» **Goal of the exercise**: Quote word for word the part of the thread below that opens with the words containing "The reason will" and closes with "up to 128 KB.".

» **Text to read**:
Honestly I'm link spelunking back and forth between OpenAPI and JSON spec and the language of "Unicode character" vs "Unicode code point" seems inconsistent or at best very confusing, but based on some open API client code examples and as much of the spec as I understand, I think all that OpenAPI can promise is Unicode code point count (which is not necessarily the same as perceived "characters" -- for example 🇺🇸 is 2 Unicode code points). Therefore I think it's best for us to state it in Unicode code point count. I changed the text to try and get all this across in 4f2a5b8; as for 128k code points vs 32k code points, I assume our bottleneck is etcd value limits which both of those*4 bytes are very low compared to so I went with the higher limit, 128k code points.

# python 3 where strings are Unicode code points
>>> len("𐀀".encode("utf-8"))
4
>>> len("𐀀".encode("utf-16"))
6
>>> len("𐀀".encode("utf-32"))
8
>>> len("𐀀")
1
>>> len("🇺🇸")
2

@lauralorenz
Copy link
Contributor Author

Should we use the "bare" names for the well-known properties defined above?

Personally I've become partial to the .k8s.io suffix and I feel it also marks it more clearly as system managed/dependent. Also, while the risk is quite minor, even though we explicitly reserve bare names for system use in the spec, I could see people in test clusters messing around with ClusterProperty CRDs and independently invent the need for an id and overwrite MCS' id property by accident and get confused, but its unlikely they would do that to an id.k8s.io property by accident.

@liggitt
Copy link
Member

liggitt commented Feb 22, 2022

Should we use the "bare" names for the well-known properties defined above?

Personally I've become partial to the .k8s.io suffix and I feel it also marks it more clearly as system managed/dependent. Also, while the risk is quite minor, even though we explicitly reserve bare names for system use in the spec, I could see people in test clusters messing around with ClusterProperty CRDs and independently invent the need for an id and overwrite MCS' id property by accident and get confused, but its unlikely they would do that to an id.k8s.io property by accident.

I agree... I wish we'd consistently included kubernetes suffixes on existing annotations and API groups

@JeremyOT
Copy link
Member

I don't have a very strong opinion on which we should use, bare names, or .k8s.io for well-known properties. The arguments for the suffix are clear, and the arguments against seems to be minor usability improvements with kubectl. I'm inclined to lean toward to the suffix.

Either way, the important part is that we require users to provide a suffix, and that's been done

Copy link
Member

@thockin thockin left a comment

Choose a reason for hiding this comment

The reason will be displayed to describe this comment to others. Learn more.

I'm OK with suffix being required.

@@ -300,10 +300,12 @@ _For example, [CAPN's virtualcluster project](https://github.com/kubernetes-sigs
The `ClusterProperty` resource provides a way to store identification related, cluster scoped information for multi-cluster tools while creating flexibility for implementations. A cluster may have multiple `ClusterProperty`s, each holding a different identification related value. Each property contains the following information:

* **Name** - a well known or custom name to identify the property.
* **Value** - a property-dependent string, up to 128 KB.

» **Collected material**:
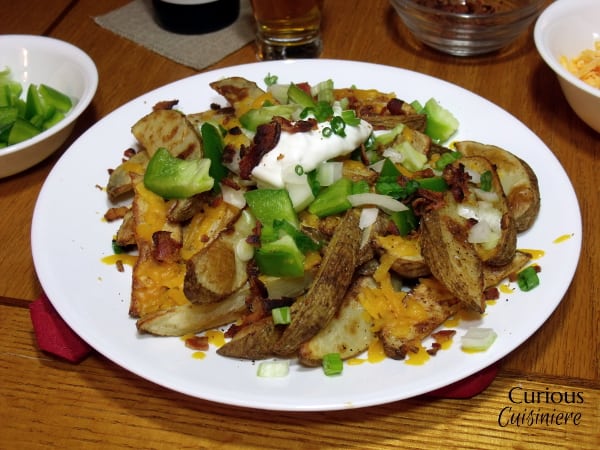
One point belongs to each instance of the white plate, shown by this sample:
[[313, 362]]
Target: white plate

» **Full response**:
The reason will be displayed to describe this comment to others. Learn more.

I'm OK with suffix being required.

@@ -300,10 +300,12 @@ _For example, [CAPN's virtualcluster project](https://github.com/kubernetes-sigs
The `ClusterProperty` resource provides a way to store identification related, cluster scoped information for multi-cluster tools while creating flexibility for implementations. A cluster may have multiple `ClusterProperty`s, each holding a different identification related value. Each property contains the following information:

* **Name** - a well known or custom name to identify the property.
* **Value** - a property-dependent string, up to 128 KB.